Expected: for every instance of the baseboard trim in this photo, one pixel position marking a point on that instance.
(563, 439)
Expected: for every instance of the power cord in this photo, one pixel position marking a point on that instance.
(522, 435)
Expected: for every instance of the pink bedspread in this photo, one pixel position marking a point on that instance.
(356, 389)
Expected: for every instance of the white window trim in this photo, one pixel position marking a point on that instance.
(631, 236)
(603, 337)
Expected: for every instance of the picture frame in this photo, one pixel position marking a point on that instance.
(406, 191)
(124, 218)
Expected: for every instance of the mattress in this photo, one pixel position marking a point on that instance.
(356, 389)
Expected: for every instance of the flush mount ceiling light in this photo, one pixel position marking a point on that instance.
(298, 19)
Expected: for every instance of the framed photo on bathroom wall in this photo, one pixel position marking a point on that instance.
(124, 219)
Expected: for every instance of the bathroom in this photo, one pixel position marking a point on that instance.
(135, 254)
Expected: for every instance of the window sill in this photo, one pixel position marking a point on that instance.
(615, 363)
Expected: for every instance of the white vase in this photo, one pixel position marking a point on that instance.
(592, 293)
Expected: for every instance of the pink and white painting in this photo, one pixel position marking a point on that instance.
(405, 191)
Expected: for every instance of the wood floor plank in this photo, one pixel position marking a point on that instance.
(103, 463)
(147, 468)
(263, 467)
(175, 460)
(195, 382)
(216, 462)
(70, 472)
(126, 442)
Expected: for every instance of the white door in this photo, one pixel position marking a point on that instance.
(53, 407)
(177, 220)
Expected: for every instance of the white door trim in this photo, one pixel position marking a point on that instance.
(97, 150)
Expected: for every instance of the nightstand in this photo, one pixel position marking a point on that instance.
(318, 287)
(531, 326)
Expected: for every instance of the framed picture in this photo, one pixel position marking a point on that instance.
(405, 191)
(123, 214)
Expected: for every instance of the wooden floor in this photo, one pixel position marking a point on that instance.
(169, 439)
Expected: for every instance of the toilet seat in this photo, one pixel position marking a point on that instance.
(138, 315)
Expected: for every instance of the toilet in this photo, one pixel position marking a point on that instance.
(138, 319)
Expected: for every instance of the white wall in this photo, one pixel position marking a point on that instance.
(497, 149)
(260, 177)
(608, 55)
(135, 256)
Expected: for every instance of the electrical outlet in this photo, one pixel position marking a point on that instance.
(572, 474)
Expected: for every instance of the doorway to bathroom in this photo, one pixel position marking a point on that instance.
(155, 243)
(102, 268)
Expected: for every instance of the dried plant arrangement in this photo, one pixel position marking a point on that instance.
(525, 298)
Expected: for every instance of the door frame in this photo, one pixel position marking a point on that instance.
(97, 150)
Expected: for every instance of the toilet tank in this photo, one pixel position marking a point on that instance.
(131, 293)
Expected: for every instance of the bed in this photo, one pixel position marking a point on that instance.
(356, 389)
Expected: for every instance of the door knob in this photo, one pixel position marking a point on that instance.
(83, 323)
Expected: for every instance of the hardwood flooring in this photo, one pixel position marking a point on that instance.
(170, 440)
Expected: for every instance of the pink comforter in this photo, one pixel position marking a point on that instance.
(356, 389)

------------------------------------------------

### What the task asks
Extract all of the data above and output it character for character.

### Solution
Expected: for every instance of the baseboard trim in this photo, one pixel position marking a point on that instance.
(563, 439)
Expected: for every instance of the power cord in this photo, one pixel position marking a point on that instance.
(522, 435)
Expected: for every instance of the pink bedspread in this photo, one pixel position marking a point on that instance.
(356, 389)
Expected: for every instance of the white window trim in this photo, one pixel position marking a point on that instance.
(631, 236)
(603, 337)
Expected: for every instance of the picture frame in this photo, one pixel position marking a point on that instance.
(406, 191)
(124, 218)
Expected: for every instance of the mattress in this photo, one pixel position marking a point on that instance.
(356, 389)
Expected: for every instance of the flush mount ceiling light in this photo, one pixel position marking a point on that instance.
(298, 19)
Expected: for every instance of the framed photo on bathroom wall in this photo, one pixel position marking a point on that instance.
(124, 219)
Expected: for every instance of the bathroom in this photo, one pixel position marking a point on that instance.
(135, 254)
Expected: for every instance of the window sill in this photo, one pixel position marking a point on that instance.
(615, 363)
Expected: for every instance of the white vase in this photo, one pixel position marking a point on that instance.
(592, 293)
Expected: for every instance of the pink and white painting in this photo, one pixel position marking a point on that instance.
(405, 191)
Expected: for every instance of the wood floor plank in this photo, one pixel position marking a point on that instance.
(103, 463)
(147, 468)
(263, 467)
(175, 460)
(195, 382)
(216, 462)
(70, 472)
(126, 442)
Expected: for every instance of the white door in this photo, one pixel position marking a point on that instance.
(53, 407)
(177, 220)
Expected: for every instance of the white door trim in this photo, one pixel position marking a point on that instance.
(97, 150)
Expected: for every instance of the nightstand in this photo, one pixel position marking a point on that instance.
(318, 287)
(531, 326)
Expected: for every instance of the framed picture in this photo, one pixel position marking a point on that instance.
(405, 191)
(123, 214)
Expected: for every instance of the wooden floor in this photo, one pixel position marking a point on that instance.
(169, 439)
Expected: for every instance of the toilet seat in this photo, one pixel position marking a point on that instance.
(138, 315)
Expected: for every instance of the toilet in this photo, one pixel position marking a point on that instance.
(138, 319)
Expected: for every instance of the white wall in this photo, one pixel position marking a point on that instance.
(497, 149)
(260, 177)
(608, 55)
(135, 256)
Expected: for every instance of the electrical outlet in this photo, one pixel position marking a point on that instance.
(572, 474)
Expected: for every instance of the doorway to bathroom in this photo, one pixel position marking a point on that instance.
(155, 243)
(102, 268)
Expected: for every instance of the dried plant arrangement in this photo, one pixel position marking a point on that instance.
(525, 298)
Expected: for every instance of the door frame in this photo, one pixel position marking a point on that instance.
(97, 150)
Expected: for every instance of the toilet tank in this photo, one pixel position marking a point on that instance.
(131, 293)
Expected: for every instance of the bed in this photo, one pixel position marking a point on that instance.
(356, 389)
Expected: for every instance of the door knob in this photo, one pixel position marking a point on that instance.
(83, 323)
Expected: for every instance of the hardwood flooring in this photo, one pixel position marking a point on that instance.
(170, 440)
Expected: for every instance of the pink comforter in this photo, one pixel position marking a point on that instance.
(356, 389)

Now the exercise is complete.